---------- Texte de la page ----------

Organisations
Allia : deux usines unies face à un seul et même employeur
L’une des dernières innovations technologiques, dans le groupe Geberit, fortement mise en avant par les équipes de communication marketing de sa filiale Allia, est la cuvette Rimfree. Par ce terme entendez « sans bride ». À peine lancés sur le marché, ces nouveaux modèles ont immédiatement connu un succès dépassant les prévisions de ventes du service commercial.
Parfois, l’histoire des grands succès se focalise autour d’une anecdote insolite ou croustillante : c’est l’ironie qui a marqué l’histoire de la société Allia.
Le 17 mai 2016, La direction du groupe Allia annonçait à tous ses salariés de Digoin (Bourgogne) et La-Villeneuve-au-Chêne (Champagne), le projet de fermeture de leurs usines pour un motif économique à peine crédible à l’époque et qui ne l’est plus du tout aujourd’hui après expertise par le cabinet d’expertise comptable Alter.

----------

■ **Consigne**
Citez en entier, mot pour mot, le texte sur les usines Allia.

---------- Bloc de lignes ----------

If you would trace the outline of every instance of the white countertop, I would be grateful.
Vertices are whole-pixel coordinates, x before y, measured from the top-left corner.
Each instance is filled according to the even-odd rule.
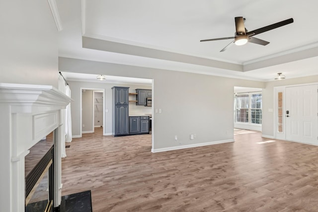
[[[139,115],[130,115],[129,116],[149,116],[149,115],[139,114]]]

----------

■ **Résultat**
Organisations
Allia : deux usines unies face à un seul et même employeur
L’une des dernières innovations technologiques, dans le groupe Geberit, fortement mise en avant par les équipes de communication marketing de sa filiale Allia, est la cuvette Rimfree. Par ce terme entendez « sans bride ». À peine lancés sur le marché, ces nouveaux modèles ont immédiatement connu un succès dépassant les prévisions de ventes du service commercial.
Parfois, l’histoire des grands succès se focalise autour d’une anecdote insolite ou croustillante : c’est l’ironie qui a marqué l’histoire de la société Allia.
Le 17 mai 2016, La direction du groupe Allia annonçait à tous ses salariés de Digoin (Bourgogne) et La-Villeneuve-au-Chêne (Champagne), le projet de fermeture de leurs usines pour un motif économique à peine crédible à l’époque et qui ne l’est plus du tout aujourd’hui après expertise par le cabinet d’expertise comptable Alter.